--- Start of DATA PROVIDED ---

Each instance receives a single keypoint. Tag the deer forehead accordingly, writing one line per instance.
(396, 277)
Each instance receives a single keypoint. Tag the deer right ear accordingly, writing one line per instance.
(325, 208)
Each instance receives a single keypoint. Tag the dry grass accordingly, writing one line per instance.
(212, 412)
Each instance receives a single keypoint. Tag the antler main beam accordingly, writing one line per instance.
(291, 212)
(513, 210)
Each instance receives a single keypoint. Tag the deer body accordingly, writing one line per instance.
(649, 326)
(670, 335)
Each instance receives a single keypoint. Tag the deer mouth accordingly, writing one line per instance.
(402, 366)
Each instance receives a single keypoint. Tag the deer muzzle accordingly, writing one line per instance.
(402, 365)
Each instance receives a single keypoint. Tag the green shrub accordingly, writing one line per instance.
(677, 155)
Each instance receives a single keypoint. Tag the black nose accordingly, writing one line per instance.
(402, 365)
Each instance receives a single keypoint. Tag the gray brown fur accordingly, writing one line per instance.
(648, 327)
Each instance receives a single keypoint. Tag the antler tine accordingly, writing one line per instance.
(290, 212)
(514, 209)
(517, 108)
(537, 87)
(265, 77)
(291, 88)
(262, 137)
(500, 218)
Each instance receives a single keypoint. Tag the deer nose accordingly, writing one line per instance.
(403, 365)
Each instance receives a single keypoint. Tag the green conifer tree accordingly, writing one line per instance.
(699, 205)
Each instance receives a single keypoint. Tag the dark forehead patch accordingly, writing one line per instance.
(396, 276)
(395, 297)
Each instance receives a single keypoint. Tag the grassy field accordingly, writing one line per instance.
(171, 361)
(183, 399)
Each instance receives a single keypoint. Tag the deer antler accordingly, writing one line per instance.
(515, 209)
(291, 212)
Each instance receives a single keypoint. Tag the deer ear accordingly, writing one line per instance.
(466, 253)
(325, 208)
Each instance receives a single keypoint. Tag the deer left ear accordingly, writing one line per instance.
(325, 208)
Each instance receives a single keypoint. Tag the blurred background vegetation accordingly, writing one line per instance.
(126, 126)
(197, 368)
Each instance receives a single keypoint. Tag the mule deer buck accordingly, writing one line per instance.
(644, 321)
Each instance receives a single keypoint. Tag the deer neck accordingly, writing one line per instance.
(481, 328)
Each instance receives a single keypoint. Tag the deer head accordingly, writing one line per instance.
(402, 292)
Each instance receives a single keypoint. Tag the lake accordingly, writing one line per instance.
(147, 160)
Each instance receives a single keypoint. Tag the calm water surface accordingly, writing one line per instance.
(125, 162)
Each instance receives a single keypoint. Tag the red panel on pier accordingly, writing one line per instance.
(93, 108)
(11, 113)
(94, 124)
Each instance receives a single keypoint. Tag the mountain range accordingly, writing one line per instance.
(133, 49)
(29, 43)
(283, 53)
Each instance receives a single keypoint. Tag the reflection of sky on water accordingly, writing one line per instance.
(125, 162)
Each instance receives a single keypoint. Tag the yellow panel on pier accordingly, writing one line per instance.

--- End of DATA PROVIDED ---

WHAT IS BEING ASKED
Put the data above into a Markdown table with the columns No. and Entry. Number each line in order and omit blank lines.

EXERCISE SOLUTION
| No. | Entry |
|---|---|
| 1 | Each instance receives a single keypoint. Tag the deer forehead accordingly, writing one line per instance. |
| 2 | (396, 277) |
| 3 | Each instance receives a single keypoint. Tag the deer right ear accordingly, writing one line per instance. |
| 4 | (325, 208) |
| 5 | Each instance receives a single keypoint. Tag the dry grass accordingly, writing one line per instance. |
| 6 | (212, 412) |
| 7 | Each instance receives a single keypoint. Tag the antler main beam accordingly, writing one line per instance. |
| 8 | (291, 212) |
| 9 | (513, 210) |
| 10 | Each instance receives a single keypoint. Tag the deer body accordingly, writing one line per instance. |
| 11 | (649, 326) |
| 12 | (670, 335) |
| 13 | Each instance receives a single keypoint. Tag the deer mouth accordingly, writing one line per instance. |
| 14 | (402, 366) |
| 15 | Each instance receives a single keypoint. Tag the deer muzzle accordingly, writing one line per instance. |
| 16 | (402, 365) |
| 17 | Each instance receives a single keypoint. Tag the green shrub accordingly, writing one line per instance. |
| 18 | (677, 155) |
| 19 | Each instance receives a single keypoint. Tag the black nose accordingly, writing one line per instance. |
| 20 | (402, 365) |
| 21 | Each instance receives a single keypoint. Tag the gray brown fur accordingly, writing one line per instance. |
| 22 | (648, 327) |
| 23 | Each instance receives a single keypoint. Tag the antler tine accordingly, writing one line per instance. |
| 24 | (290, 212) |
| 25 | (514, 209) |
| 26 | (517, 108) |
| 27 | (537, 87) |
| 28 | (265, 77) |
| 29 | (291, 88) |
| 30 | (262, 137) |
| 31 | (500, 218) |
| 32 | Each instance receives a single keypoint. Tag the deer nose accordingly, writing one line per instance. |
| 33 | (403, 365) |
| 34 | Each instance receives a single keypoint. Tag the green conifer tree accordingly, writing one line per instance. |
| 35 | (699, 205) |
| 36 | Each instance receives a single keypoint. Tag the dark forehead patch accordingly, writing one line per instance. |
| 37 | (396, 276) |
| 38 | (395, 297) |
| 39 | Each instance receives a single keypoint. Tag the grassy field accordingly, writing one line per instance. |
| 40 | (171, 361) |
| 41 | (183, 399) |
| 42 | Each instance receives a single keypoint. Tag the deer antler accordingly, writing one line per instance. |
| 43 | (515, 209) |
| 44 | (291, 212) |
| 45 | Each instance receives a single keypoint. Tag the deer ear accordingly, writing one line per instance. |
| 46 | (466, 253) |
| 47 | (325, 208) |
| 48 | Each instance receives a single keypoint. Tag the deer left ear accordingly, writing one line per instance. |
| 49 | (325, 208) |
| 50 | Each instance receives a single keypoint. Tag the blurred background vegetation accordingly, writing one line per instance. |
| 51 | (126, 126) |
| 52 | (197, 368) |
| 53 | Each instance receives a single keypoint. Tag the mule deer buck accordingly, writing one line per instance. |
| 54 | (644, 321) |
| 55 | Each instance receives a single keypoint. Tag the deer neck accordingly, writing one line per instance. |
| 56 | (481, 328) |
| 57 | Each instance receives a single keypoint. Tag the deer head accordingly, writing one line per instance. |
| 58 | (402, 292) |
| 59 | Each instance receives a single keypoint. Tag the lake accordingly, writing one line per instance. |
| 60 | (147, 160) |
| 61 | Each instance receives a single keypoint. Tag the calm water surface accordingly, writing one line per instance. |
| 62 | (125, 162) |
| 63 | Each instance receives a single keypoint. Tag the red panel on pier accordingly, writing one line per instance. |
| 64 | (93, 108) |
| 65 | (11, 113) |
| 66 | (94, 124) |
| 67 | Each instance receives a single keypoint. Tag the mountain range accordingly, writing one line per instance. |
| 68 | (133, 49) |
| 69 | (29, 43) |
| 70 | (283, 53) |
| 71 | Each instance receives a single keypoint. Tag the reflection of sky on water accordingly, writing one line per instance. |
| 72 | (125, 162) |
| 73 | Each instance receives a single keypoint. Tag the yellow panel on pier accordingly, writing one line per instance. |